◆ Records shown:

-----

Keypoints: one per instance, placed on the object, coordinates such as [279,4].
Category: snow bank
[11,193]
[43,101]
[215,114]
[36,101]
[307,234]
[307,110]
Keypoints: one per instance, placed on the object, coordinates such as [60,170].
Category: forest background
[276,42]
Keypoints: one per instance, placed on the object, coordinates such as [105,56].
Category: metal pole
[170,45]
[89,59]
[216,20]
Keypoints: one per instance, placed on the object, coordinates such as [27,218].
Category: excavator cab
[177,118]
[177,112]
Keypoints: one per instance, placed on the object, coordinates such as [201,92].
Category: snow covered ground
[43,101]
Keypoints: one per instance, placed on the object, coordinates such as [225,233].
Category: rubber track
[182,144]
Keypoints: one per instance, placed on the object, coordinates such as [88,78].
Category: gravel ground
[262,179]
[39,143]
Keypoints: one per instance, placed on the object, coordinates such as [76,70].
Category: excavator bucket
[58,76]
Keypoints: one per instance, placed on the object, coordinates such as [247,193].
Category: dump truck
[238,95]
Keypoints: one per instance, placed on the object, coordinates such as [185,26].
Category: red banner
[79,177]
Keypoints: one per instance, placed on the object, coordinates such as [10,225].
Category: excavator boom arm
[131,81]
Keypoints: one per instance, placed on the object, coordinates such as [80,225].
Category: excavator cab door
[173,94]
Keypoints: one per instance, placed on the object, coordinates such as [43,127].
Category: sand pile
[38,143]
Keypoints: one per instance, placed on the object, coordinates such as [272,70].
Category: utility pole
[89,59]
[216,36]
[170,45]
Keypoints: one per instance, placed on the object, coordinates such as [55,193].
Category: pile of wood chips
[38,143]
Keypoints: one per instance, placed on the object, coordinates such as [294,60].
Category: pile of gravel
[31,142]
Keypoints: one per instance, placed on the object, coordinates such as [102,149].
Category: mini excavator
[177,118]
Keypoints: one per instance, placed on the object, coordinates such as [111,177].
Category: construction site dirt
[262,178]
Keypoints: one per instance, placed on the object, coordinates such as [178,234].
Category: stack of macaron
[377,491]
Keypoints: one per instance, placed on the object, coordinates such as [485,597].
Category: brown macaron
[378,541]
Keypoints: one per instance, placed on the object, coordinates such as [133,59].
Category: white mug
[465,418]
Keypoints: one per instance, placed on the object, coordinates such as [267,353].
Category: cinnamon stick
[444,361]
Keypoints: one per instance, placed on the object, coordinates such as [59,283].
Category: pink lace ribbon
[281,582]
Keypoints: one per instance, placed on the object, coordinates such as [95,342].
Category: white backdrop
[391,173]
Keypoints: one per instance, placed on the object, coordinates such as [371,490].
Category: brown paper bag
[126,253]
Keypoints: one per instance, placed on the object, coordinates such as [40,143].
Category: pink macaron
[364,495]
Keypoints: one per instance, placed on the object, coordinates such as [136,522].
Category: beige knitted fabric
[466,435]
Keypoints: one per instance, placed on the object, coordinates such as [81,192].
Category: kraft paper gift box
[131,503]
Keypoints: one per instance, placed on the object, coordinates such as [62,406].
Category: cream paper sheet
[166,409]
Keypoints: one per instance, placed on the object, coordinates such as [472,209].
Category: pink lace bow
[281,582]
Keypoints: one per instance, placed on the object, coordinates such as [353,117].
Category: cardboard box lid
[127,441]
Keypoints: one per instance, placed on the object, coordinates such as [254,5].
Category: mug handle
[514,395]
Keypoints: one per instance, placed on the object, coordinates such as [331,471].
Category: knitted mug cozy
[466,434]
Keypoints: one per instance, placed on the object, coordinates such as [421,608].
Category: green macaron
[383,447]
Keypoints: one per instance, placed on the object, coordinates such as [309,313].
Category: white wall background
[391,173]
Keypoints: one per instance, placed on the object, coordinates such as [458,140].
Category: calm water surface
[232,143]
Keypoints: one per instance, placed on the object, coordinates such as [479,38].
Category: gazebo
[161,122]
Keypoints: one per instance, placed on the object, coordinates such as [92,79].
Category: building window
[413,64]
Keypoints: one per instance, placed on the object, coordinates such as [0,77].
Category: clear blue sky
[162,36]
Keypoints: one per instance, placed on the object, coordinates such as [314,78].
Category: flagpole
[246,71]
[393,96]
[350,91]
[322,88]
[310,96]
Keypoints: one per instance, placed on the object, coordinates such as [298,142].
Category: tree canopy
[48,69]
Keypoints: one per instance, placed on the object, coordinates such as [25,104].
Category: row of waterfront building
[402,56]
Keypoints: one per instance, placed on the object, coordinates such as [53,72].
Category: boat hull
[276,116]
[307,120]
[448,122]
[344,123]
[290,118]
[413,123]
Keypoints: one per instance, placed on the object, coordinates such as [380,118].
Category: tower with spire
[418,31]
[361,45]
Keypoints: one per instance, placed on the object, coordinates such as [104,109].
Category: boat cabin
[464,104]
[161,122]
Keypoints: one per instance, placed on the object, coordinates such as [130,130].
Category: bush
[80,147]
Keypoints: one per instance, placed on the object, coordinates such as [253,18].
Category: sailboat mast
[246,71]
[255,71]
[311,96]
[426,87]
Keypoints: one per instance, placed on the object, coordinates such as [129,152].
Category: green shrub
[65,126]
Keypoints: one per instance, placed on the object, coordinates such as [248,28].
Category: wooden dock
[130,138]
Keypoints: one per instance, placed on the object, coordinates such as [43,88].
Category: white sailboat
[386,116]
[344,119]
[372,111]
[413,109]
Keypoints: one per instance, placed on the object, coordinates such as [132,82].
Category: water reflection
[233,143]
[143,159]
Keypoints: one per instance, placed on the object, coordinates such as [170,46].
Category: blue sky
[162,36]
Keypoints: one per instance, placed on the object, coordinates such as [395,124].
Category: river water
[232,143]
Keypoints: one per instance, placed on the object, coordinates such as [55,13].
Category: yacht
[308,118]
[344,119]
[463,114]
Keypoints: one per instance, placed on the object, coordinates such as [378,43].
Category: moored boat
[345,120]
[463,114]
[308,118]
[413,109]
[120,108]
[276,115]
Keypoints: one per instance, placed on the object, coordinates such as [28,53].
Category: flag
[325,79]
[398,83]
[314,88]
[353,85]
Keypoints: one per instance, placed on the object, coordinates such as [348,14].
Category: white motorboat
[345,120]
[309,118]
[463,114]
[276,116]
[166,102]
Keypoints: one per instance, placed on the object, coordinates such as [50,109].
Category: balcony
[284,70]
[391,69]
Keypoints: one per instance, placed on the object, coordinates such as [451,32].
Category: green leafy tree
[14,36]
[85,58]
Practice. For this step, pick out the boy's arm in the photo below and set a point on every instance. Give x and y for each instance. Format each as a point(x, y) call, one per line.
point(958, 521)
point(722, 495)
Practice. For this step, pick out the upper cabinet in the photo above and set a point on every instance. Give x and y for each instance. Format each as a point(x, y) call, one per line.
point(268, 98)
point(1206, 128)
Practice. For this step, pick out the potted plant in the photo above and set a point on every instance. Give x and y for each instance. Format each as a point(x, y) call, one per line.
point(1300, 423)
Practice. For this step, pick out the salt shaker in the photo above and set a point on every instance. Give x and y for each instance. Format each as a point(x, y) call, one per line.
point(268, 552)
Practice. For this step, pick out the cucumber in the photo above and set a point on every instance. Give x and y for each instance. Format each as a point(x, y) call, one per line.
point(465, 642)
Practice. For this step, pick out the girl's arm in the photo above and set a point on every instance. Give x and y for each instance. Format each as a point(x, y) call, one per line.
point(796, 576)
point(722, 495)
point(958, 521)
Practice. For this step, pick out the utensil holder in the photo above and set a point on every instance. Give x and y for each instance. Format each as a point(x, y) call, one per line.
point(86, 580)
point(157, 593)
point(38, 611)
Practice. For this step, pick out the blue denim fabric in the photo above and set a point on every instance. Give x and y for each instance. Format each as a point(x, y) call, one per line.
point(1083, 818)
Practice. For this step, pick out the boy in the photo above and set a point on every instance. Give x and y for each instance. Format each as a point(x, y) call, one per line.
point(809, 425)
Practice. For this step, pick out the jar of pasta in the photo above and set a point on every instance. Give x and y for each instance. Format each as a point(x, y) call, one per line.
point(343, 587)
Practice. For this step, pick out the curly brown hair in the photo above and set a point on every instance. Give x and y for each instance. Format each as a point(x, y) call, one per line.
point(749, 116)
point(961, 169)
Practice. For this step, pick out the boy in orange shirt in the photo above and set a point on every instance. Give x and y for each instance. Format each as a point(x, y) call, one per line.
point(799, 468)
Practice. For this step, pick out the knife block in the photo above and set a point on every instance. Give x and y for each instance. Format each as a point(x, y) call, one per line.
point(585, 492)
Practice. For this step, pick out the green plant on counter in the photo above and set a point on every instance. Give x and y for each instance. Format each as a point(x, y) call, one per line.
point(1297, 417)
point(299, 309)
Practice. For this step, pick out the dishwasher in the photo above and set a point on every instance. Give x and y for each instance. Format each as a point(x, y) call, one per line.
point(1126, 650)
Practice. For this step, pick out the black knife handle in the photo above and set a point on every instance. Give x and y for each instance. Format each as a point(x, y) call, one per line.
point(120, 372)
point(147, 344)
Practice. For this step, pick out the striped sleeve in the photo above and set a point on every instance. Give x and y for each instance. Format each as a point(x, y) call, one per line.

-----

◆ Your goal:
Everything from the first line of the data through the line containing "such as [105,56]." should be echoed exactly. Add nothing.

◆ Answer to this task:
Keypoints: one per instance, placed on the object, coordinates such as [279,4].
Category: snow bank
[11,193]
[43,101]
[215,114]
[36,101]
[307,234]
[307,110]
Keypoints: one per instance, placed on the object, coordinates such as [60,170].
Category: forest background
[276,42]
Keypoints: one per instance, placed on the object, coordinates such as [105,56].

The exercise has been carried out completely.